YOUR ASSIGNMENT - Reproduce each line of the entries that carries "Target".

*** PROVIDED INFORMATION ***

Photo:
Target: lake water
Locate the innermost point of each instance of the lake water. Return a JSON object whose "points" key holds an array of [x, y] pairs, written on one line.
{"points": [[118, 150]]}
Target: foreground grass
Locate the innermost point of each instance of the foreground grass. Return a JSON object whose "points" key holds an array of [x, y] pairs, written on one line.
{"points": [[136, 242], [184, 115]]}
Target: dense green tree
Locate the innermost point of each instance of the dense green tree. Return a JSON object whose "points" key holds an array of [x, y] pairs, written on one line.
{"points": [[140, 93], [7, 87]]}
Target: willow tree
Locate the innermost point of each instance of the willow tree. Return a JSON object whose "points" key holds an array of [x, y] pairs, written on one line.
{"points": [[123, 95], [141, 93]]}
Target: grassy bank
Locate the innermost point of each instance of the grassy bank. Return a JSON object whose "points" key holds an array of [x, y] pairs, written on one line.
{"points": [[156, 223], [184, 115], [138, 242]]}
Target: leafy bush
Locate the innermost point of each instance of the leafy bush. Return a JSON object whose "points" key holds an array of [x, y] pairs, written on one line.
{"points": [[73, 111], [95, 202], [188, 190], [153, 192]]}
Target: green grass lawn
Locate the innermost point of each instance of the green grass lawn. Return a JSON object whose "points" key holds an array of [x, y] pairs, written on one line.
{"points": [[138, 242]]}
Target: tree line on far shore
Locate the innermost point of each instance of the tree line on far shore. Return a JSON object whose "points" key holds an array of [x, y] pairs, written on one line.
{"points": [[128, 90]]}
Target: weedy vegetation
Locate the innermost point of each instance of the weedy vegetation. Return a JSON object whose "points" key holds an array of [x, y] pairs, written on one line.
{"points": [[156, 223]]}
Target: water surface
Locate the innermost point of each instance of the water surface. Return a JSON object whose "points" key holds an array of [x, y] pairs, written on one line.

***

RESULT -
Target: lake water
Target: foreground grass
Target: dense green tree
Target: willow tree
Target: grassy bank
Target: leafy bush
Target: green grass lawn
Target: tree line on far shore
Target: weedy vegetation
Target: water surface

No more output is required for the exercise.